--- Begin DATA SUPPLIED ---

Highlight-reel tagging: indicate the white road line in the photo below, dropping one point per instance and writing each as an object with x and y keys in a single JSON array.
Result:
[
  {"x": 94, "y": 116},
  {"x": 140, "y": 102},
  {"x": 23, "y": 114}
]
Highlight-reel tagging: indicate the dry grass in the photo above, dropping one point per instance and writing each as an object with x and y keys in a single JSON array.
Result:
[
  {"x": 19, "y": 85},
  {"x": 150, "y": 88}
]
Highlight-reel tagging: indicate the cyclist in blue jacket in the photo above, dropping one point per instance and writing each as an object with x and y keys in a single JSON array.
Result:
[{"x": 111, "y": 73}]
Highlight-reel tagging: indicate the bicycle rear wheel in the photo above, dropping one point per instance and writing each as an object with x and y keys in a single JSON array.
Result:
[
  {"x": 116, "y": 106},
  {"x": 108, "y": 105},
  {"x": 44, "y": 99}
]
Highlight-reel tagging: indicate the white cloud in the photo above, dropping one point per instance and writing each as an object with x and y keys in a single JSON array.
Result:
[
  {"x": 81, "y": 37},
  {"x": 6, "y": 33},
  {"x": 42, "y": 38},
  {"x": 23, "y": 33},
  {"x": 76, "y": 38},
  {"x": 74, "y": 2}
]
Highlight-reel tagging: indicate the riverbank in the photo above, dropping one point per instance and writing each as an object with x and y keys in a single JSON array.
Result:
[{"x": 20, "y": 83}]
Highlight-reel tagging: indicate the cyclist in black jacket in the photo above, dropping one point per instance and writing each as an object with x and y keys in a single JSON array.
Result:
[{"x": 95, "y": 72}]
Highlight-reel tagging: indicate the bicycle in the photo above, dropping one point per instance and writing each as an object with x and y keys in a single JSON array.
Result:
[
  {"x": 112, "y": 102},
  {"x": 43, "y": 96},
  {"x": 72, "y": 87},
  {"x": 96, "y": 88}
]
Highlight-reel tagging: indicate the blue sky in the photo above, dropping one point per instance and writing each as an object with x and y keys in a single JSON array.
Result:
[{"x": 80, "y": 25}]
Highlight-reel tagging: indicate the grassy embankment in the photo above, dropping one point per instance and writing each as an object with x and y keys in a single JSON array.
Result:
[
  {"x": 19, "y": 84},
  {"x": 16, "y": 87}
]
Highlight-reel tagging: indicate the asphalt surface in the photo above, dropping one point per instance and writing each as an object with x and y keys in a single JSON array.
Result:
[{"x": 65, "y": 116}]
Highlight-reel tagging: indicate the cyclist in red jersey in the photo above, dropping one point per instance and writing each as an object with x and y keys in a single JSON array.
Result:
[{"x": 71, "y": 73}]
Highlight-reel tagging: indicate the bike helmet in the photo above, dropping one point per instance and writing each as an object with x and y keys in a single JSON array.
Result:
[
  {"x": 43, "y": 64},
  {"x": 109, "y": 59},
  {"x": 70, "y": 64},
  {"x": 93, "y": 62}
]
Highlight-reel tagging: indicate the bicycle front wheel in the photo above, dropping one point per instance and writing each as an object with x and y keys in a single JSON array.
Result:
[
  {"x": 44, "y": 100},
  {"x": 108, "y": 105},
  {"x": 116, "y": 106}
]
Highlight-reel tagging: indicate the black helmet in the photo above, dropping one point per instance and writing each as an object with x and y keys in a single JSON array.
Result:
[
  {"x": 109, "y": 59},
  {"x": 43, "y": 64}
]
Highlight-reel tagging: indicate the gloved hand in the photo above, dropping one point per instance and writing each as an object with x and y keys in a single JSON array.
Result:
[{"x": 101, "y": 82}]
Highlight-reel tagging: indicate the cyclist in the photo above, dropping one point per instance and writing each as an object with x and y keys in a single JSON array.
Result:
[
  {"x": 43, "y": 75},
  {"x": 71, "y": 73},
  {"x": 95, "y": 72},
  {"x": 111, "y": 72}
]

--- End DATA SUPPLIED ---
--- Begin DATA SUPPLIED ---

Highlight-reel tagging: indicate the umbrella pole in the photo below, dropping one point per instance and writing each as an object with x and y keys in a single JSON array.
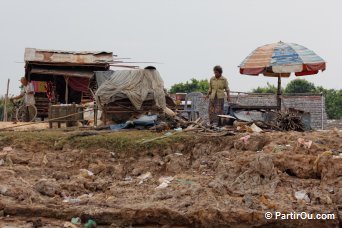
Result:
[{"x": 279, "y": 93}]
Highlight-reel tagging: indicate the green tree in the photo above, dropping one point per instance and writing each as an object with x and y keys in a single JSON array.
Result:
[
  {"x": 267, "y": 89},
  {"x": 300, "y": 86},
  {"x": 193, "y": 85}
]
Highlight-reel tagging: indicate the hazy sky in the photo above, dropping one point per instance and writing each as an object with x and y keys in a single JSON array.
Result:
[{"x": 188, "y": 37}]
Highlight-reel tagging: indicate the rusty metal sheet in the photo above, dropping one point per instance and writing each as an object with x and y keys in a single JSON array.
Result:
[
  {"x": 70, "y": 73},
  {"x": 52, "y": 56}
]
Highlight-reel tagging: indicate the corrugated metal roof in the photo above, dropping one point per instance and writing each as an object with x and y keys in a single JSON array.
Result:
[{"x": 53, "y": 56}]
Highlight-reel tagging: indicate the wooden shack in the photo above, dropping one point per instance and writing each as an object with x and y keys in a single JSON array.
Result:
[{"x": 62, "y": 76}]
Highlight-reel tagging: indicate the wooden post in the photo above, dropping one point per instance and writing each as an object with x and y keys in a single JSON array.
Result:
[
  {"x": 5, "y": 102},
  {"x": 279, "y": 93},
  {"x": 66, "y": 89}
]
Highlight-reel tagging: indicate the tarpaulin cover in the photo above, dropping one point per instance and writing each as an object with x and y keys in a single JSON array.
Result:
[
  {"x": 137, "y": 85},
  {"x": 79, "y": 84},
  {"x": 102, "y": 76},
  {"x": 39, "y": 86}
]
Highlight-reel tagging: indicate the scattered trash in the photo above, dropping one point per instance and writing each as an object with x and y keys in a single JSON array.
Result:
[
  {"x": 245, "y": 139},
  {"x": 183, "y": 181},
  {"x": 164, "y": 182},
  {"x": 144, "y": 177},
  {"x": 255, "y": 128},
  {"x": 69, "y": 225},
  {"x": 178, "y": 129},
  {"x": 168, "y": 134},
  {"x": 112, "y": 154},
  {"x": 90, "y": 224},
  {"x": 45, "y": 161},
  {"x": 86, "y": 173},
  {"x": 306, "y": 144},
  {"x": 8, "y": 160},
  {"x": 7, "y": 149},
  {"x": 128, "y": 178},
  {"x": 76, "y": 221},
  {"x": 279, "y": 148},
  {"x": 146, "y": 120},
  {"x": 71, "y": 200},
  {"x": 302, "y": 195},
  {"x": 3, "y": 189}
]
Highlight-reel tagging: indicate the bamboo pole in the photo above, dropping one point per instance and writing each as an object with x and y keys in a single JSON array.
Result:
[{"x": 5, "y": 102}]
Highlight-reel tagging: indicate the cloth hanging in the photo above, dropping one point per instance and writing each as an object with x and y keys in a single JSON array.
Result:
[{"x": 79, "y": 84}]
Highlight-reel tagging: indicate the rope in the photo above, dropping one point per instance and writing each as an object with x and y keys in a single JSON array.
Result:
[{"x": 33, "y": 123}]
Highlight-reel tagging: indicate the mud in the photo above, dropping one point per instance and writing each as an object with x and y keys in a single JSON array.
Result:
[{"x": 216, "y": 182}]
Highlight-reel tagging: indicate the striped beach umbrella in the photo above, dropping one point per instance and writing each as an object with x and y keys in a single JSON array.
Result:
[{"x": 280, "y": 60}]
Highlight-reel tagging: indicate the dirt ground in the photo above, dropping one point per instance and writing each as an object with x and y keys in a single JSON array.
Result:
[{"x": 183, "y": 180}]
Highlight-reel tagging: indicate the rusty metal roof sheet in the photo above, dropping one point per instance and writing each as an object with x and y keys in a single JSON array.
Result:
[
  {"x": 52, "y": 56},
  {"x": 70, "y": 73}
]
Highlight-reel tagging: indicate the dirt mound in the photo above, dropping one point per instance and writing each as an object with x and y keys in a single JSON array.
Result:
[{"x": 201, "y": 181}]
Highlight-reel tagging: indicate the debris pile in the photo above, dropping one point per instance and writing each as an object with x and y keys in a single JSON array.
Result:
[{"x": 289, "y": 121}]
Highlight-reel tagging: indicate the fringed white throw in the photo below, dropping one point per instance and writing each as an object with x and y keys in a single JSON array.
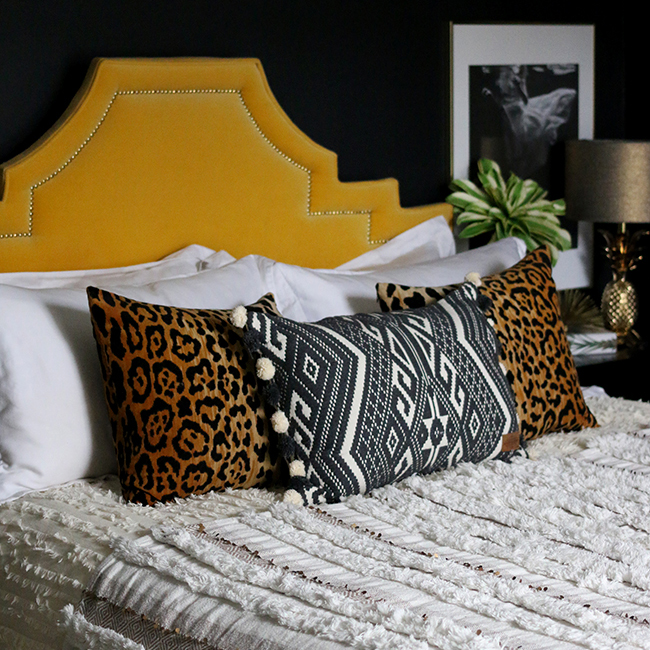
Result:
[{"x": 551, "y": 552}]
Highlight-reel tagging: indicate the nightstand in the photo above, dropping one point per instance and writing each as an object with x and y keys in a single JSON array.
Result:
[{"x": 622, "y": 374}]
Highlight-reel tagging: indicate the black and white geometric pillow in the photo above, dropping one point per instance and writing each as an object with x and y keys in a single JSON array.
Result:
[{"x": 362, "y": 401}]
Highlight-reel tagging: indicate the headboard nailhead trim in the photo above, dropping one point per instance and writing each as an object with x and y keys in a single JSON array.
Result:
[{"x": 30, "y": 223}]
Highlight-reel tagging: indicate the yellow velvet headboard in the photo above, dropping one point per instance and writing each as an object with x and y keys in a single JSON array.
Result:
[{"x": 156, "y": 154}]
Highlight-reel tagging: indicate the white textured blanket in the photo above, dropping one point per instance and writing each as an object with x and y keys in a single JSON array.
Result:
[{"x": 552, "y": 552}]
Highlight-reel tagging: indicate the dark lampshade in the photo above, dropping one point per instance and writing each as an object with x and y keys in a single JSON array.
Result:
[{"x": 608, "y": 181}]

--- End DATA SUPPLIED ---

[TASK GOAL]
Which lines in the entries above contain the word "debris"? Copy out each of those lines in full.

[RESULT FOR THIS EXERCISE]
Highlight-reel tagging: indicate the debris pile in the photo above, dropping one point per instance and writing each as an object with x and y keys in a single JSON array.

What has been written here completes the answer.